◆ Text block
━━━━━━

Dems push for Congressional investigation of HBGary Federal


By Nate Anderson
Ars Technica
March 1, 2011


Embattled HBGary Federal CEO Aaron Barr quit his job yesterday as the prospect of a Congressional investigation loomed. A dozen Democrats in Congress asked various Republican committee chairs to launch probes of HBGary Federal's idea for a "reconnaissance cell" targeting pro-union organizers.

HBGary Federal was hacked last month by Anonymous after Aaron Barr believed he had unmasked much of the group's leadership—and Barr's entire cache of corporate e-mails was made public. Those messages revealed that Barr had joined up with two other security firms, Palantir and Berico, to pitch the powerhouse DC law firm of Hunton & Williams on an idea to go after union-backed websites who opposed the US Chamber of Commerce. The scheme, if adopted, would have cost the Chamber up to $2 million a month.

The three companies called themselves Team Themis, and instead of providing simple "business intelligence," they had a few other ideas:

  • Create a false document, perhaps highlighting periodical financial information, and monitor to see if US Chamber Watch acquires it. Afterward, present explicit evidence proving that such transactions never occurred. Also, create a fake insider persona and generate communications with [union-backed Change to Win]. Afterward, release the actual documents at a specified time and explain the activity as a CtW contrived operation.

━━━━━━

◆ Data supplied
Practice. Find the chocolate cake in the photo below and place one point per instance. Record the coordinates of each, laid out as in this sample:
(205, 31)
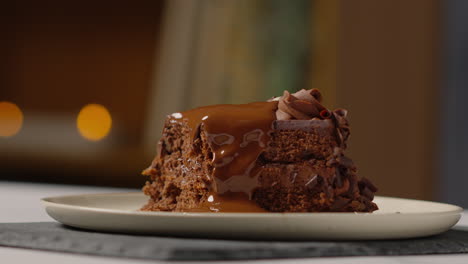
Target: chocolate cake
(283, 155)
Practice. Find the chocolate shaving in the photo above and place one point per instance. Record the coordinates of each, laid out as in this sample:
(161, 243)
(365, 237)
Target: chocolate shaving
(325, 114)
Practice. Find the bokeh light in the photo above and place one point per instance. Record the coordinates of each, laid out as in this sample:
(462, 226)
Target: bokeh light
(94, 122)
(11, 119)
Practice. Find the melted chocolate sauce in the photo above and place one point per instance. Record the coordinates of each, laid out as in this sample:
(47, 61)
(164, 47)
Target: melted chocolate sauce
(237, 135)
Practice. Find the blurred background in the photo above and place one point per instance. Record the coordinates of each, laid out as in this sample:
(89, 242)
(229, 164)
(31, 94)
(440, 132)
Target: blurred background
(85, 85)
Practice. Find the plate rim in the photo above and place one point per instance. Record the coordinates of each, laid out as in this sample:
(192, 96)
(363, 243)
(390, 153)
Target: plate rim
(48, 201)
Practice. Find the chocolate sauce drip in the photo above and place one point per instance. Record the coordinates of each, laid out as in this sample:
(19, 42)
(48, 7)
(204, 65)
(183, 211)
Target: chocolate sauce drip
(237, 135)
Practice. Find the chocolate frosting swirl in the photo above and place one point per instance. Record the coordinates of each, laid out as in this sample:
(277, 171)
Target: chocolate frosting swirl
(306, 105)
(302, 105)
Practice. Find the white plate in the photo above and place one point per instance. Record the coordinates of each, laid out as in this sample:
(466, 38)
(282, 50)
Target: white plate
(118, 212)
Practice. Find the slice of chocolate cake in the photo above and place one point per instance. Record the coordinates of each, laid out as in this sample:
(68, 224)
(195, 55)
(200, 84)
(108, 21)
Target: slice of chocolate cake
(284, 155)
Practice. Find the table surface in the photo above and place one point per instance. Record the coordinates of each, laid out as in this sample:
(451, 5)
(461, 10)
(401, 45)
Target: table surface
(19, 202)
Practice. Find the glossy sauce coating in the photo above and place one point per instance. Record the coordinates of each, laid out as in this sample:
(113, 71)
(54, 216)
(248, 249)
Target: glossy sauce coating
(237, 135)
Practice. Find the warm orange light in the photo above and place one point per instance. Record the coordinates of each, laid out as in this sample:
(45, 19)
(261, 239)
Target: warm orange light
(94, 122)
(11, 119)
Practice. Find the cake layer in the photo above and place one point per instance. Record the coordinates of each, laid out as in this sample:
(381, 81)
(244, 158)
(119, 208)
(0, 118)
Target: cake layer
(257, 157)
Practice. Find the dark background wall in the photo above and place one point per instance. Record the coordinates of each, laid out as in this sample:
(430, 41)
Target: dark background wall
(453, 177)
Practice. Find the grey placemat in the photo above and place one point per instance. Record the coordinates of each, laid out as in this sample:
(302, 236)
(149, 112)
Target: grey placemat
(56, 237)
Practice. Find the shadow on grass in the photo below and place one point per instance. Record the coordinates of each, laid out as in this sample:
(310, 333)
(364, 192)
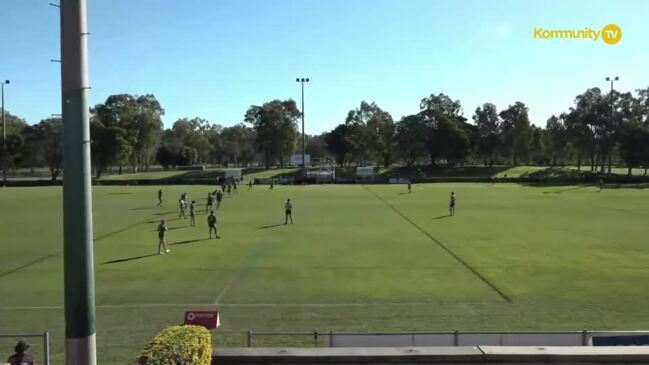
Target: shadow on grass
(143, 208)
(128, 259)
(567, 189)
(187, 242)
(271, 226)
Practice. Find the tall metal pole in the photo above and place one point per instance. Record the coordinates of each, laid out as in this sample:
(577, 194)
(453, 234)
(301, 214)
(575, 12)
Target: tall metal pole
(302, 81)
(303, 135)
(80, 348)
(612, 80)
(4, 138)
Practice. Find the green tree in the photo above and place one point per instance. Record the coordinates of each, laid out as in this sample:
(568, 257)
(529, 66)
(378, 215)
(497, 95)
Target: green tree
(15, 151)
(370, 133)
(117, 118)
(43, 145)
(557, 141)
(489, 140)
(110, 144)
(410, 143)
(634, 145)
(446, 131)
(275, 127)
(316, 146)
(148, 124)
(381, 132)
(516, 132)
(337, 144)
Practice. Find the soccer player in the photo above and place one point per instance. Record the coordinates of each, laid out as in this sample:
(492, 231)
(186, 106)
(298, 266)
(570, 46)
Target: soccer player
(182, 206)
(288, 209)
(219, 198)
(192, 214)
(210, 201)
(162, 241)
(451, 207)
(211, 223)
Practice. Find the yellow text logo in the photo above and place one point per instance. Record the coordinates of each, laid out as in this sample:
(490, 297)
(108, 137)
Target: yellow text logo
(610, 34)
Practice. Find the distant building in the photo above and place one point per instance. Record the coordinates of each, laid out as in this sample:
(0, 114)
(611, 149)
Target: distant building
(296, 160)
(227, 173)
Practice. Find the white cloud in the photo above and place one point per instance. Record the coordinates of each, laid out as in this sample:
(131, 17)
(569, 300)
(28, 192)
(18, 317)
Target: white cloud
(504, 30)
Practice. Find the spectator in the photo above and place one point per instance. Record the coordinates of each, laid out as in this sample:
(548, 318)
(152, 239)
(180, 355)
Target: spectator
(21, 357)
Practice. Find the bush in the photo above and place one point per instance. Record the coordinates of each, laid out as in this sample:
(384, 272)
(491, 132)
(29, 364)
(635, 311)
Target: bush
(179, 345)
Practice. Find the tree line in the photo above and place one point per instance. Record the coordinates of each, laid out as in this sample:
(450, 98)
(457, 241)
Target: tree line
(600, 130)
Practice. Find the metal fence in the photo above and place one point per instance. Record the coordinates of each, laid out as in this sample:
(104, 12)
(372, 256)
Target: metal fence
(456, 338)
(45, 338)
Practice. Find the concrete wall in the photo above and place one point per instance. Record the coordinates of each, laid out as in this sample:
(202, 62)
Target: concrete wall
(510, 355)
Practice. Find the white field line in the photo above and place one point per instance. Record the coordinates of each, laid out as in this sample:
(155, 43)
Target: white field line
(235, 305)
(227, 287)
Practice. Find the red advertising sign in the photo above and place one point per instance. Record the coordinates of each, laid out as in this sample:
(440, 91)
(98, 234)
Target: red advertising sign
(209, 320)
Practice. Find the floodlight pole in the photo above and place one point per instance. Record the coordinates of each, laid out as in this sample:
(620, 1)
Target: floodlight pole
(80, 348)
(302, 81)
(612, 80)
(4, 135)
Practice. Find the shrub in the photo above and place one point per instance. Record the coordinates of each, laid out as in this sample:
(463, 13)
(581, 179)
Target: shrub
(179, 345)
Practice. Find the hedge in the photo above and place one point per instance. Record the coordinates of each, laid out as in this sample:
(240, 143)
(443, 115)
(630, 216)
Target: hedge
(179, 345)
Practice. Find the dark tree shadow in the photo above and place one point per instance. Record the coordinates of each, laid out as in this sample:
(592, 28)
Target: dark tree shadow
(567, 189)
(271, 226)
(127, 259)
(187, 242)
(143, 208)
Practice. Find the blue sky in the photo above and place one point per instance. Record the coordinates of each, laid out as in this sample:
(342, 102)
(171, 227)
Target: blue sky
(215, 58)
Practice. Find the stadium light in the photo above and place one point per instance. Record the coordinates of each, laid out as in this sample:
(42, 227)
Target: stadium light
(4, 135)
(302, 80)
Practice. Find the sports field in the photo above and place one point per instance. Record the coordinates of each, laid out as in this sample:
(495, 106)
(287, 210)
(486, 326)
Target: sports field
(358, 258)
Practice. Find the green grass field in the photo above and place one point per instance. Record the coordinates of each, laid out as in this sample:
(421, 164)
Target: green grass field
(152, 175)
(358, 258)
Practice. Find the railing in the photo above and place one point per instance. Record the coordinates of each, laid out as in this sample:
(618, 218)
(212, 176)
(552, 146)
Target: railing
(456, 338)
(46, 342)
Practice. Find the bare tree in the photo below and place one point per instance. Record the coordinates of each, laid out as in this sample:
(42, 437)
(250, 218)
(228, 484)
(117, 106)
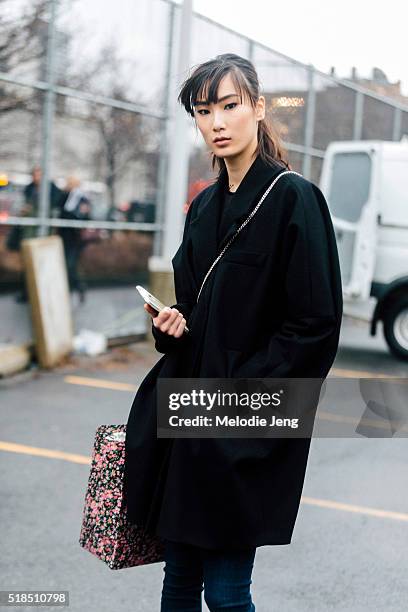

━━━━━━

◆ Activity A
Answer these from the HBGary Federal article:
(i) What did Aaron Barr do as the prospect of a Congressional investigation loomed?
(ii) Which two security firms did Barr join up with to make the pitch to Hunton & Williams?
(iii) What name did the three companies give themselves?
◆ Activity B
Write the next part of the HBGary Federal article, picking up after its final sentence.

◆ Answer space A
(i) He quit his job as CEO of HBGary Federal.
(ii) Palantir and Berico.
(iii) Team Themis.

◆ Answer space B
  • If needed, create two fake insider personas, using one as leverage to discredit the other while confirming the legitimacy of the second. Such work is complicated, but a well-thought out approach will give way to a variety of strategies that can sufficiently aid the formation of vetting questions US Chamber Watch will likely ask.
  • Create a humor piece about the leaders of CtW.
 Now, some members of Congress want an investigation. "The [Team Themis] techniques may have been developed at US government expense to target terrorists and other security threats," said a letter signed by the representatives.

"The e-mails indicate that these defense contractors planned to mine social network sites for information on Chamber critics; planned to plant 'false documents' and 'fake insider personas' that would be used to discredit the groups; and discussed the use of malicious and intrusive software ('malware') to steal private information from the groups and disrupt their internal electronic communications."

Did anything illegal happen? 

The letter suggests that forgery, wire fraud, and computer fraud might have taken place and that Congress should investigate the ways that private contractors turn their military contracting experience on private targets.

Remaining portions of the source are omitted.